Start of STUDY MATERIAL

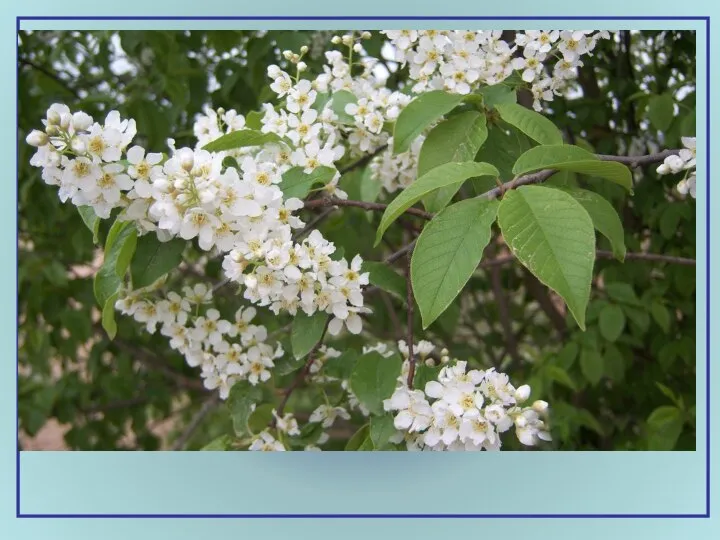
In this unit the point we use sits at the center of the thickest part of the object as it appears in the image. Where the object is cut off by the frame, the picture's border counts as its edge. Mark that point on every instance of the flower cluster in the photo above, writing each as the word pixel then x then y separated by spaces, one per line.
pixel 81 157
pixel 240 212
pixel 226 351
pixel 460 61
pixel 463 410
pixel 684 161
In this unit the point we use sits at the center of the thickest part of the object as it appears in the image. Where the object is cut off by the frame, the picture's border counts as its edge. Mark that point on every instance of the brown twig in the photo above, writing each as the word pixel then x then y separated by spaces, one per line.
pixel 301 375
pixel 206 409
pixel 410 320
pixel 325 202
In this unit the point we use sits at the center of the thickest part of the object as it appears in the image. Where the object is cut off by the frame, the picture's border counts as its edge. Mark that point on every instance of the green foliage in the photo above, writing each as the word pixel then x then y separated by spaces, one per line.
pixel 447 253
pixel 552 236
pixel 419 114
pixel 455 140
pixel 449 174
pixel 307 330
pixel 640 322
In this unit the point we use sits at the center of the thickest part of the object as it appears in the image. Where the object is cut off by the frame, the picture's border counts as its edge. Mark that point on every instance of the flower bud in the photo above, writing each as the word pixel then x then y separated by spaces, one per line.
pixel 37 138
pixel 81 121
pixel 53 117
pixel 187 158
pixel 522 393
pixel 540 406
pixel 77 146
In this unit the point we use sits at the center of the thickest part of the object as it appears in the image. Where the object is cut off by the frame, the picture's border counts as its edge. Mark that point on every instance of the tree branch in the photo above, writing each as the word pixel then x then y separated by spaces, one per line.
pixel 326 202
pixel 300 376
pixel 410 320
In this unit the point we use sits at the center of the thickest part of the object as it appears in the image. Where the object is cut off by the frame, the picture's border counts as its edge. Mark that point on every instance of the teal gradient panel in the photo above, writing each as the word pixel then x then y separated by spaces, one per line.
pixel 313 482
pixel 522 482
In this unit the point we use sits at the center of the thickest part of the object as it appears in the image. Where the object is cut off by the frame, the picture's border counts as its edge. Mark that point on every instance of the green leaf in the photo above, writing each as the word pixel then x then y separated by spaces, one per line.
pixel 604 218
pixel 109 278
pixel 153 259
pixel 357 440
pixel 341 367
pixel 240 402
pixel 591 365
pixel 442 176
pixel 219 444
pixel 381 275
pixel 566 157
pixel 419 114
pixel 297 183
pixel 447 253
pixel 457 139
pixel 340 99
pixel 374 378
pixel 664 426
pixel 611 322
pixel 241 139
pixel 498 94
pixel 91 220
pixel 381 429
pixel 661 111
pixel 661 314
pixel 108 317
pixel 531 123
pixel 552 235
pixel 559 375
pixel 307 330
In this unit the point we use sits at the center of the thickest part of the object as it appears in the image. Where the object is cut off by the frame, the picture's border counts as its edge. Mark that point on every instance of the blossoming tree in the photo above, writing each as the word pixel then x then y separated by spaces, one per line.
pixel 327 261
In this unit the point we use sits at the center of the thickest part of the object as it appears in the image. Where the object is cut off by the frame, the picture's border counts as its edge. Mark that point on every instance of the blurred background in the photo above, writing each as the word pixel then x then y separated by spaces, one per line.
pixel 627 383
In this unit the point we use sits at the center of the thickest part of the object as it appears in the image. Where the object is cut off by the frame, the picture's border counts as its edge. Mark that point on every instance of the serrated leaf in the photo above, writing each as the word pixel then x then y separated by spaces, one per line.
pixel 307 330
pixel 153 259
pixel 91 220
pixel 439 177
pixel 611 322
pixel 419 114
pixel 604 218
pixel 551 234
pixel 591 365
pixel 447 253
pixel 373 379
pixel 219 444
pixel 455 140
pixel 241 139
pixel 381 429
pixel 531 123
pixel 297 183
pixel 381 275
pixel 572 158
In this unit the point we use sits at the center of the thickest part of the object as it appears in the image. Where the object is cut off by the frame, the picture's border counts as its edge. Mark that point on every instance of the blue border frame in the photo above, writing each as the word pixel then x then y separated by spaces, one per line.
pixel 19 514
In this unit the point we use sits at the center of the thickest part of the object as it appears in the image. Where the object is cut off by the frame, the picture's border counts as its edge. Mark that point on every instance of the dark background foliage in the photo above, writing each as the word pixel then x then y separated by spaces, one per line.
pixel 627 383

End of STUDY MATERIAL

■ **TASK ITEM**: Look for the line that contains "of the blue" in the entries above. Set it down, along with all later lines, exactly as written.

■ **TASK SOLUTION**:
In this unit the point we use sits at the center of the thickest part of the object as it appears in the image. Where the object is cut off by the frame, the picture's border counts as its edge. Mark that point on every instance of the blue border frame in the photo above, writing each as the word pixel then x then y separated by spaces, one per line.
pixel 19 514
In this unit the point we use sits at the center of the thickest part of the object as it appears in the image. Where the object is cut off by the frame, the picture's border counts as its edge. Mark that point on every instance of the dark background foliage in the photo above, writing each as the word pixel then x then y separated by spaces, one per line.
pixel 627 383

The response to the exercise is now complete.